> **Task statement**:
Can you print the mailing-list excerpt on function pushdown in postgres_fdw, word for word, from "Yeah, I agree" up to and including "just this point."?

> **Document segment**:
Yeah, I agree with that.

> In general, there's an awful lot of postgres_fdw's behavior that depends
> on the assumption that the remote and local servers are pretty
> interchangeable, not least that we take the remote's cost numbers at
> face value when preparing cost numbers for a foreign scan.  The only
> consideration that we really can reliably optimize push-down choices with
> is trying to reduce the volume of data transmitted, and we do that without
> consideration for whether the operations pushed across might take more or
> less time when run on the other server.  Maybe someday that could be
> improved, but it seems like a nontrivial research project involving a
> lot more moving parts than just this point.

I agree with all of that- but it seems like we've got people asking for
it, and I can understand why they are, and therefore I'd be inclined to
provide a way for users to get that behavior and I'm even inclined to
say that pushing down should be the 'default' if everything else is
equal and it's possible to do so.  Figuring out a way to decide which is
likely to be better based on stats and other information could then be a
research project to improve on the simple heuristic.

Thanks,

Stephen

Вложения

Re: How can I pushdown of functions used in targetlist with FDW ?

От
Tom Lane
Дата:
Stephen Frost <sfrost@snowman.net> writes:
> I agree with all of that- but it seems like we've got people asking for
> it, and I can understand why they are, and therefore I'd be inclined to
> provide a way for users to get that behavior and I'm even inclined to
> say that pushing down should be the 'default' if everything else is
> equal and it's possible to do so.

[ shrug... ]  I think that's a completely arbitrary value judgment
unsupported by any facts.  Furthermore, it'd greatly expand our exposure
to problems with "we thought this function behaves the same on the remote
end, but it doesn't".  That hazard makes me feel that the default should
*never* be to encourage pushing down, unless there's a pretty clear
potential win to justify the risk of breakage.

[Entries from an annotation dataset]
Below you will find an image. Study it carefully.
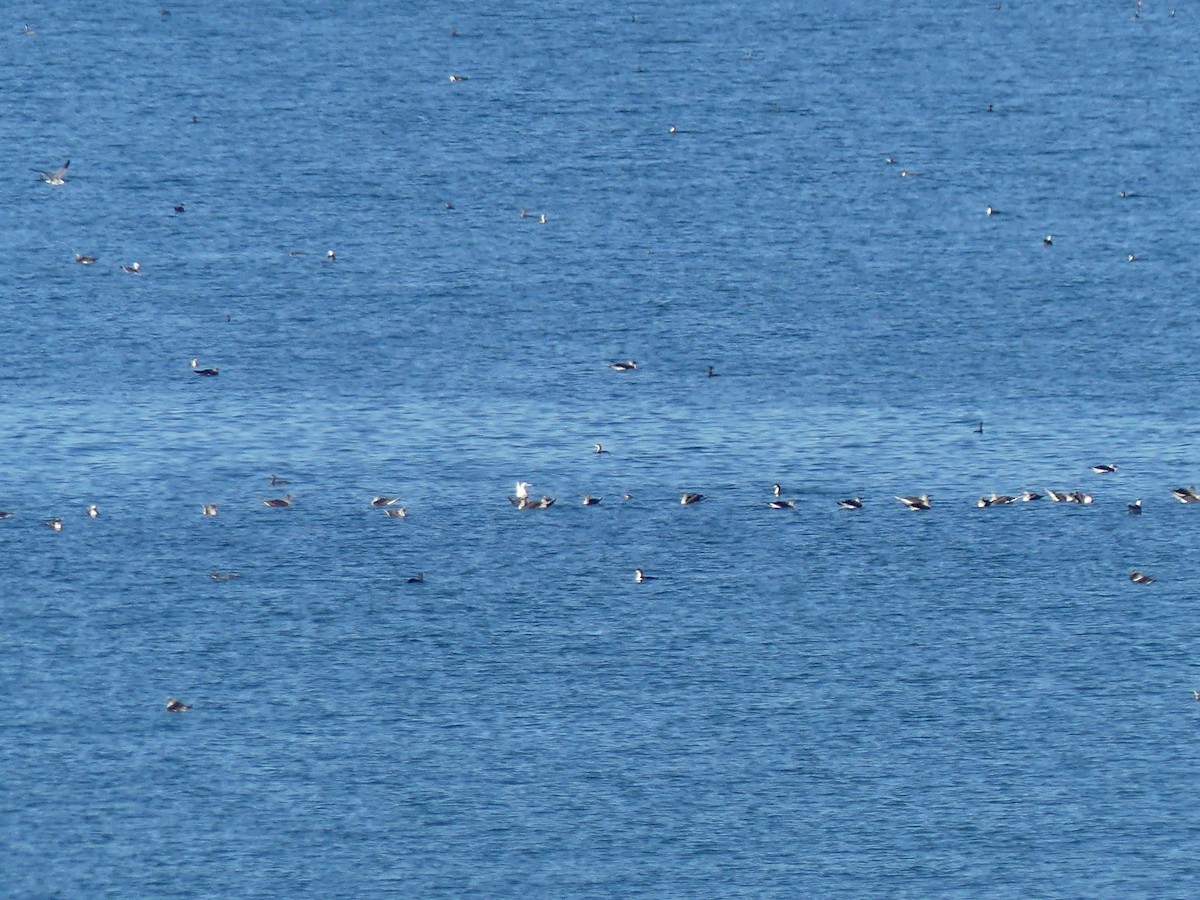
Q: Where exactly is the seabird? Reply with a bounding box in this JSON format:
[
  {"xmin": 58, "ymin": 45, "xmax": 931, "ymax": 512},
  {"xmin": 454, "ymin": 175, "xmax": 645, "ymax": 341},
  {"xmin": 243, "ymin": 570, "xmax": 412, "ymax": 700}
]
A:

==

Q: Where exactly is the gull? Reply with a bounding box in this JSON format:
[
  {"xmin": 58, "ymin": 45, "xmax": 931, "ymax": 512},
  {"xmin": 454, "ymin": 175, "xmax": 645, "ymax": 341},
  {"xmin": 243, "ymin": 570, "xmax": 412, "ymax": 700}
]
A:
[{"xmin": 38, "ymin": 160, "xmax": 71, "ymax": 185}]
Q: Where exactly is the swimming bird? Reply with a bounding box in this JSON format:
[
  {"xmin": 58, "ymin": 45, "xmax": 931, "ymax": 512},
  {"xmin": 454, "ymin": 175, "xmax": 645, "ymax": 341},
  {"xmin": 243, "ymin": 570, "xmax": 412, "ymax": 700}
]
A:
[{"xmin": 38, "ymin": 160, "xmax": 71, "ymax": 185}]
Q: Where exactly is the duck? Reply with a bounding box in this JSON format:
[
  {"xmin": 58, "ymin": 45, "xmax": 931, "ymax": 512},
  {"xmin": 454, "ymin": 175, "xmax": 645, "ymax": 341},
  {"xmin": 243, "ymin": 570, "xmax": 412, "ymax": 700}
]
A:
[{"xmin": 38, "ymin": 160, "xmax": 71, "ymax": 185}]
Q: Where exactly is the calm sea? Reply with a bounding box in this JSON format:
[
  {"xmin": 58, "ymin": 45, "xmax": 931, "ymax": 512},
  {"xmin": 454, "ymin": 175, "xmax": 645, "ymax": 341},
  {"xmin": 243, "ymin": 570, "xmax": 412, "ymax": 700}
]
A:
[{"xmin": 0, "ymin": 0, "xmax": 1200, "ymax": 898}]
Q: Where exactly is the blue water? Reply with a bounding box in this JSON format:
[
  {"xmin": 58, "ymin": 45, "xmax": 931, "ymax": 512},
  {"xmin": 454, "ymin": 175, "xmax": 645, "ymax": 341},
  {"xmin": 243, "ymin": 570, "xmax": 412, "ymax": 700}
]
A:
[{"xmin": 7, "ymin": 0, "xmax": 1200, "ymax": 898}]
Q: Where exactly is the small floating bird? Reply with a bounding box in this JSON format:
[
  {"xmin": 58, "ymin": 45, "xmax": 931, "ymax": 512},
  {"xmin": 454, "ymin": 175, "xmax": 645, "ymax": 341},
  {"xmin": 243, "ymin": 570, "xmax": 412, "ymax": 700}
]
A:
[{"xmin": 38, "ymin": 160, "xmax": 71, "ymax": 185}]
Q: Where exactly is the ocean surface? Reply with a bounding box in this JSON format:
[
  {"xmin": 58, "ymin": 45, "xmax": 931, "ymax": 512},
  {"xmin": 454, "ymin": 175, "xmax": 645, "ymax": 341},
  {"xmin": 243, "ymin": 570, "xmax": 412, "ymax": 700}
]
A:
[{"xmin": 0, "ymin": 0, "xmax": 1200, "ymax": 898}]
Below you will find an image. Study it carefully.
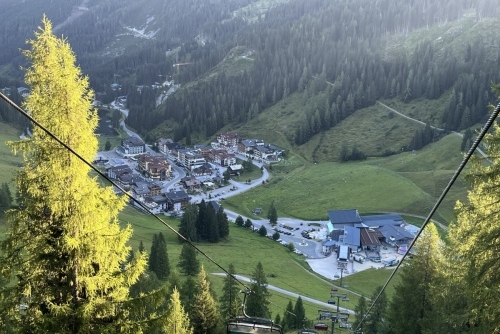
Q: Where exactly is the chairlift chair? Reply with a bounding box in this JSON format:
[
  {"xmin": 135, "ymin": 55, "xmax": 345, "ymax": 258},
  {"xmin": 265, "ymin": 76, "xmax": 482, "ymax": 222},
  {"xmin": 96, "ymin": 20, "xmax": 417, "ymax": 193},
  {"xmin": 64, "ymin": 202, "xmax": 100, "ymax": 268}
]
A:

* * *

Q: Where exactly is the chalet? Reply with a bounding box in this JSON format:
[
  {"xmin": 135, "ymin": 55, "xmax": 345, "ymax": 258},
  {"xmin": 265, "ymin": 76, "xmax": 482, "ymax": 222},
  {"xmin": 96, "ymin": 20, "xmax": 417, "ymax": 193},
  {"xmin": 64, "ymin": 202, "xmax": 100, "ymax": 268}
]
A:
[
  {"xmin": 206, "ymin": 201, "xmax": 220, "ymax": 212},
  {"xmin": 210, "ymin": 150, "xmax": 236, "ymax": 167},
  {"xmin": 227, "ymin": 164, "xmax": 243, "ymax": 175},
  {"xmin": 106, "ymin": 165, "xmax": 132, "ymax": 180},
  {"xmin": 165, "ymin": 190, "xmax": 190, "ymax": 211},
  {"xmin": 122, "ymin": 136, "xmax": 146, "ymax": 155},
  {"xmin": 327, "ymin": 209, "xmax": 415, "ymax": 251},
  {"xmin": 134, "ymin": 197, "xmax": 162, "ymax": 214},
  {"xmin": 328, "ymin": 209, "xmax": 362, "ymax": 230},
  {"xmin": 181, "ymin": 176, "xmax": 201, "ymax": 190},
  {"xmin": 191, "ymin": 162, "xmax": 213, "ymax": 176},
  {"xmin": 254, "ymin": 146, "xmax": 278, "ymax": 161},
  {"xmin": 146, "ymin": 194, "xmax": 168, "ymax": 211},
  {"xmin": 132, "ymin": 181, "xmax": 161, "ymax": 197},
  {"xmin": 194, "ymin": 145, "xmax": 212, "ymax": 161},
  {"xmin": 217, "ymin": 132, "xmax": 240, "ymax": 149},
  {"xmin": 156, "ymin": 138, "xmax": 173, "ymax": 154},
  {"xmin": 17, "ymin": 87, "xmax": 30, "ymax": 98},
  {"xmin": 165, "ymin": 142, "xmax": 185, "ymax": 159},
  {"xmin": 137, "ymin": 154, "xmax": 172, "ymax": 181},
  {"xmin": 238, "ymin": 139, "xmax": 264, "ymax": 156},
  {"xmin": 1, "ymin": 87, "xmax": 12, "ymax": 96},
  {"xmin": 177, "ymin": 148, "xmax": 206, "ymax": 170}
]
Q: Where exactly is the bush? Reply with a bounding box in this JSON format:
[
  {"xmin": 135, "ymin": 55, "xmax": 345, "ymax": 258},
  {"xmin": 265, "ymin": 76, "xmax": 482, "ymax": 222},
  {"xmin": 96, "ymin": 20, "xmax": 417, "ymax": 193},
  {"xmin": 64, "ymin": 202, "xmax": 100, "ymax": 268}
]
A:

> **Written reply**:
Yeah, I agree with that.

> In general, there's an awful lot of postgres_fdw's behavior that depends
> on the assumption that the remote and local servers are pretty
> interchangeable, not least that we take the remote's cost numbers at
> face value when preparing cost numbers for a foreign scan.  The only
> consideration that we really can reliably optimize push-down choices with
> is trying to reduce the volume of data transmitted, and we do that without
> consideration for whether the operations pushed across might take more or
> less time when run on the other server.  Maybe someday that could be
> improved, but it seems like a nontrivial research project involving a
> lot more moving parts than just this point.